What needs to be done | Exact reproduction required: print each line of the material below.

[[ Information shown open ]]

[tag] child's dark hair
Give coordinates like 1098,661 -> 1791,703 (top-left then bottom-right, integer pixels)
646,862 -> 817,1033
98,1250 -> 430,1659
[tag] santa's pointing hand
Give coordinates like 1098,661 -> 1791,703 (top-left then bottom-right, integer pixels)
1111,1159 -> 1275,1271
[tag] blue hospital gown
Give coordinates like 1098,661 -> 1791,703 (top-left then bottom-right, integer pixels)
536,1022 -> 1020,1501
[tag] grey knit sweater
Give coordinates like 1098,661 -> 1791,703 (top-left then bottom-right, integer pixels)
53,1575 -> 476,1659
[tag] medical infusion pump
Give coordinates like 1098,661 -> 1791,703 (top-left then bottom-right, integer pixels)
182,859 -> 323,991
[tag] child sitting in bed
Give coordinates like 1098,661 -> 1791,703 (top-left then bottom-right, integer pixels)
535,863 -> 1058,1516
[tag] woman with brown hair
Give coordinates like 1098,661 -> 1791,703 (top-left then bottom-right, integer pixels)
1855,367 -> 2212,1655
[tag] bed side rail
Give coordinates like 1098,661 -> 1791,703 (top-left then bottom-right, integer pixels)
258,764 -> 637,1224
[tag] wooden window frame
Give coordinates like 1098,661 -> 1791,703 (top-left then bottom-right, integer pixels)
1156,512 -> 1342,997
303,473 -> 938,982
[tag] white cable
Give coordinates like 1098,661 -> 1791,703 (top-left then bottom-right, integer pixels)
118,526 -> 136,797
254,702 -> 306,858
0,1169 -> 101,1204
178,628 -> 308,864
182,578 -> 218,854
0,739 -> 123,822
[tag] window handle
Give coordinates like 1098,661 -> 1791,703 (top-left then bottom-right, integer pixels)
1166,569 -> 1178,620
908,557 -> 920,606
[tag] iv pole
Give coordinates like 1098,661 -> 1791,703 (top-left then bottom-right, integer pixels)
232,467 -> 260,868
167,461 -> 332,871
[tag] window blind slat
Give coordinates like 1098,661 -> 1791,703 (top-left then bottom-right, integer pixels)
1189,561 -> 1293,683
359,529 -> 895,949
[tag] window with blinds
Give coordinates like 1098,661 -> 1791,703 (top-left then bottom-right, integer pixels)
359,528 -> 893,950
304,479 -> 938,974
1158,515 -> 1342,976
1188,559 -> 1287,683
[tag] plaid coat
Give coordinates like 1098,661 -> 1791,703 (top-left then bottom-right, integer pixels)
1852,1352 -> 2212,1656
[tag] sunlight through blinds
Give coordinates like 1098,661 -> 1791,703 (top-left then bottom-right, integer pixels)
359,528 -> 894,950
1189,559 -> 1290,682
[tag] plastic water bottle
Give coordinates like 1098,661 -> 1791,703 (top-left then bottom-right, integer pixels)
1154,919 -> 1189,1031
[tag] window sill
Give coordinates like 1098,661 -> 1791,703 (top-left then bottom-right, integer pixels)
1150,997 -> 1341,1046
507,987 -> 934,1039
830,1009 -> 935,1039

[[ Information shown closed ]]

Reply to the exercise |
[tag] child's dark hair
Give coordinates like 1098,661 -> 1791,703 (top-left then bottom-right, integer pixels)
646,862 -> 817,1033
98,1250 -> 430,1659
[tag] santa's pointing hand
Give coordinates like 1098,661 -> 1791,703 (top-left then bottom-right, integer pixels)
1111,1159 -> 1275,1271
[tag] blue hospital gown
Give coordinates like 1098,661 -> 1791,703 (top-left then bottom-right, integer pixels)
536,1022 -> 1020,1501
[tag] grey knit sweater
Give coordinates like 1098,661 -> 1791,703 (top-left then bottom-right, integer pixels)
53,1575 -> 476,1659
[tag] medical infusion pump
Give coordinates like 1098,661 -> 1791,703 (top-left then bottom-right, integer pixels)
182,859 -> 323,991
[tag] child sitting in bed
Give coordinates like 1098,661 -> 1791,703 (top-left then bottom-right, integer pixels)
535,863 -> 1058,1516
[tag] woman with brown hair
Give coordinates like 1098,661 -> 1791,703 (top-left then bottom-right, integer pixels)
1855,367 -> 2212,1655
[tag] bed side rail
Give coordinates like 1098,661 -> 1791,703 (top-left then bottom-right, integer pixels)
258,764 -> 637,1224
[tag] wooden window frame
Give coordinates like 1098,661 -> 1791,703 (top-left then bottom-right, integer pixels)
1156,512 -> 1342,997
303,473 -> 938,982
[tag] white cable
Give coordinates like 1098,661 -> 1791,703 (top-left then bottom-right, integer pixels)
118,526 -> 136,797
254,702 -> 306,858
0,1169 -> 101,1204
178,628 -> 308,864
182,578 -> 218,854
0,739 -> 123,822
[tag] window handle
Give coordinates like 1098,661 -> 1791,703 (top-left then bottom-right, integer pixels)
1166,569 -> 1178,620
908,557 -> 920,606
[tag] iv pole
Give coordinates like 1098,661 -> 1791,703 (top-left then bottom-right, integer pixels)
232,467 -> 260,868
167,461 -> 332,871
[tag] window blind slat
Give coordinates like 1098,661 -> 1791,703 (top-left then bottom-right, integer pixels)
1189,561 -> 1293,683
359,529 -> 895,949
[tag] window with blinds
Give coordinates like 1098,661 -> 1791,703 (top-left then bottom-right, integer pixels)
359,528 -> 893,950
304,479 -> 938,974
1158,515 -> 1342,976
1188,559 -> 1287,683
[tag] plaid coat
Give coordinates like 1098,661 -> 1791,703 (top-left then bottom-right, integer pixels)
1852,1352 -> 2212,1656
[tag] sunlight through blinds
Give coordinates like 1098,661 -> 1791,703 (top-left then bottom-right, integer pixels)
359,528 -> 894,950
1189,559 -> 1290,682
[tag] plastic water bottle
Give coordinates like 1098,661 -> 1791,703 (top-left then bottom-right, integer pixels)
1154,919 -> 1189,1031
[tag] window sill
Give coordinates like 1098,661 -> 1791,703 (top-left then bottom-right, integer pixels)
1150,997 -> 1341,1046
507,987 -> 934,1039
830,1009 -> 935,1039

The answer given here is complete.